● **Texto extraído**:

Las dos Españas

Nueva entrega de la serie ‘La última francachela’

Ciudades como Barcelona han encadenado varias noches de disturbios en protesta por el encarcelamiento del rapero Pablo Hásel.
Ciudades como Barcelona han encadenado varias noches de disturbios en protesta por el encarcelamiento del rapero Pablo Hásel. Europa Press
Cristina Torres Ripoll
07:00 • 25 feb. 2021

Manifestarse está de moda, aunque parece ser que cuando lo hace la izquierda el país acaba en llamas o desata una pandemia. Y, claro está, será la derecha, en este caso VOX, los que replanteen nuevas efemérides a estas manifestaciones. Por ejemplo, el próximo 8 de marzo dejará de conmemorar a la mujer para convertirse en el Día nacional de las víctimas del coronavirus. Tranquilos, no empiecen con el avituallamiento propio del manifestante radical de izquierdas, aún no se ha aprobado. No es necesario seguir quemando contenedores y más con lo que nos ha costado que la gente empiece a reciclar. ¿Y febrero? Me pregunto: ¿dejará de ser el mes del amor para convertirse en el del rapero mártir? ¿Cambiaremos cenas románticas por lanzamientos de adoquines? No lo veo disparatado. Si lo piensan bien, la expresión “tirar los tiestos a alguien” alude a cuando las muchachas dejaban caer las macetas -tiestos- desde el balcón a la calle para llamar la atención del enamorado. Lo que no sé es si luego saqueaban los bienes del pretendiente como los vándalos de estas últimas manifestaciones.



A mí Pablo Hasél, ese que aboga por la libertad de expresión, nunca me ha caído simpático, pero no me gustaría que le pegasen un tiro en la nuca por ello. Valorarlo como artista no me compete, ni juzgarlo por las ignominias profesadas. Y no es que no haya prestado atención a sus letras o a la supuesta injusticia que se comete al encarcelarlo. Ni siquiera siento empatía por él. Me parece un fanfarrón, pero insisto: no le pegaría un tiro en la nuca del mismo modo que no le sumaría una condena por el vandalismo que acarreó su entrada a prisión.



Recuerdo mi primera manifestación. Fue durante el instituto y por unos cambios en el sistema de estudios. Al llegar al punto de encuentro, descubrimos que aquella “protesta estudiantil” no era tan multitudinaria como solía parecer por la tele y decidimos marchar a desayunar. La reivindicación se convirtió en una excusa para hacer pellas. Créanme si les digo que nunca tuve una personalidad militante. Ya de adulta, me limito a secundar manifestaciones tranquilas por las causas que considero. Por ejemplo, las del 8-M. Aunque después de ser, como algunos afirman, la causa de la pandemia en España, no sé si se puede seguir catalogando de tranquila.

● **Consigna**: Copia del texto extraído, sin cambios, el fragmento que va de "Recuerdo mi primera" a "catalogando de tranquila.".

● **Extracto de datos**:
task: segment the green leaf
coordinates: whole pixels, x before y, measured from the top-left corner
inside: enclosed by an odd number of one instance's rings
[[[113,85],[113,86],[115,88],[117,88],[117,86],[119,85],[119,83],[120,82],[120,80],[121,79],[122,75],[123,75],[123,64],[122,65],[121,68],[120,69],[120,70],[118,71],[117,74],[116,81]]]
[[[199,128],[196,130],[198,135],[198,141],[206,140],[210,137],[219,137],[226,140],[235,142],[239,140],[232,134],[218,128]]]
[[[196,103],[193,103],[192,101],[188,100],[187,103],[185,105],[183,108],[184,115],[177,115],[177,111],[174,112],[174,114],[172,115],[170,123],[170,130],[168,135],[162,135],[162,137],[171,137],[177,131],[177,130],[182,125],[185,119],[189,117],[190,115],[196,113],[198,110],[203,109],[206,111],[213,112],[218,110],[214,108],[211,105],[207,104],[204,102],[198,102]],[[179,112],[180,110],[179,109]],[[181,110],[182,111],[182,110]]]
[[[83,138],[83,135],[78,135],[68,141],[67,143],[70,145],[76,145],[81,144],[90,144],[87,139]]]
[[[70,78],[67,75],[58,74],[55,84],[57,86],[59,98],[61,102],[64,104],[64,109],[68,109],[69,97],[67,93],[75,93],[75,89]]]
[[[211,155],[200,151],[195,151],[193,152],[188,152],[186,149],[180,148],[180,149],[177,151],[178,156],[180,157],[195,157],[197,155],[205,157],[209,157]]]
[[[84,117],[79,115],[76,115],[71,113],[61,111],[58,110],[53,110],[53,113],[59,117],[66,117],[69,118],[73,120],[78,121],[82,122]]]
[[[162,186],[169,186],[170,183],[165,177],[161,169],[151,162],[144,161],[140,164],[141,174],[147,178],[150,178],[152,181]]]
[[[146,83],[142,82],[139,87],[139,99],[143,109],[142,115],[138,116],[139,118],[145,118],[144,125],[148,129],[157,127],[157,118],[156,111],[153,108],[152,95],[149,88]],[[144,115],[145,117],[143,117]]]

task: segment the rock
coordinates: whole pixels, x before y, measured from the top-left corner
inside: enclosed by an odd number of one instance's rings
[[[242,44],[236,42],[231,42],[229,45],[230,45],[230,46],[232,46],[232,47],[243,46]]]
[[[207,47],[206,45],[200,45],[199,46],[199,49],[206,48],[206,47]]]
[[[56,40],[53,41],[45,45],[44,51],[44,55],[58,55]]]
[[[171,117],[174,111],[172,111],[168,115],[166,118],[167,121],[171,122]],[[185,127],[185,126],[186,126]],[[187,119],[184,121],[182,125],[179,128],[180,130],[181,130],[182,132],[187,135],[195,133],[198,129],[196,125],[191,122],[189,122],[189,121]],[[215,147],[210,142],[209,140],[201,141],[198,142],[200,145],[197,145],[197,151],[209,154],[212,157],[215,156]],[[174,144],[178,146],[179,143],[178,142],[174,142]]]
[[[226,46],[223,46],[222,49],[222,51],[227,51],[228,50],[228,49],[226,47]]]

● **Resultado del ejercicio**:
Recuerdo mi primera manifestación. Fue durante el instituto y por unos cambios en el sistema de estudios. Al llegar al punto de encuentro, descubrimos que aquella “protesta estudiantil” no era tan multitudinaria como solía parecer por la tele y decidimos marchar a desayunar. La reivindicación se convirtió en una excusa para hacer pellas. Créanme si les digo que nunca tuve una personalidad militante. Ya de adulta, me limito a secundar manifestaciones tranquilas por las causas que considero. Por ejemplo, las del 8-M. Aunque después de ser, como algunos afirman, la causa de la pandemia en España, no sé si se puede seguir catalogando de tranquila.